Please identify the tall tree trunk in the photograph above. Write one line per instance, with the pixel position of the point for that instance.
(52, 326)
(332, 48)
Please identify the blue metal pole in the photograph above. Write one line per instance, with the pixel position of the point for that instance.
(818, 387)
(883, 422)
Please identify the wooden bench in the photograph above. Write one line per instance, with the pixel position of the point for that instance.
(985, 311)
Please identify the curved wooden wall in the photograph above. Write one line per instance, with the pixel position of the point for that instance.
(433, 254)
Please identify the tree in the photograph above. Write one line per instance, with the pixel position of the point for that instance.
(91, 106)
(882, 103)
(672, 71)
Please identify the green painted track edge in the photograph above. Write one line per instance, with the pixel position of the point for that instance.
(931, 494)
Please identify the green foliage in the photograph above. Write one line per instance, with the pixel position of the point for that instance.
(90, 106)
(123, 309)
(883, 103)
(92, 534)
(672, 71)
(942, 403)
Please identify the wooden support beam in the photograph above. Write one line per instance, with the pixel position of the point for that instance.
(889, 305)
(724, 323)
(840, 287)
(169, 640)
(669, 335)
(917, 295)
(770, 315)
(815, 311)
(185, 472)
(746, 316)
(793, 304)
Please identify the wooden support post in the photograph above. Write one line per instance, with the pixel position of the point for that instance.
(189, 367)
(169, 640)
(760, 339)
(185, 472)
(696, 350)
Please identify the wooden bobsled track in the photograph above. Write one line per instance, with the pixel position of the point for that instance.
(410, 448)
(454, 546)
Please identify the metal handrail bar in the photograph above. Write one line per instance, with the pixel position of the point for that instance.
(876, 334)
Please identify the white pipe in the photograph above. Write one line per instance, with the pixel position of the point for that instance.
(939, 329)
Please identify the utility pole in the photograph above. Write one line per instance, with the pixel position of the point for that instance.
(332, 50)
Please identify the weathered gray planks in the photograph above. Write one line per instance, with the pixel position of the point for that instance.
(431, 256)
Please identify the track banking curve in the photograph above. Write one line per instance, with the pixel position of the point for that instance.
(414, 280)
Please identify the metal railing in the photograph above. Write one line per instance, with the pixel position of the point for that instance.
......
* _YOUR GOAL_
Print exactly, and only, the lines of the material above that run from the one containing "Please identify the track" through its last line.

* _RESPONSE TO THIS EXERCISE_
Please identify the track banking curve in the photograph above. Write one line per instance, with the pixel position of the point for that instance.
(414, 280)
Please identify the metal railing in the photograph above. Write one line per instance, with the pixel position of the point for that instance.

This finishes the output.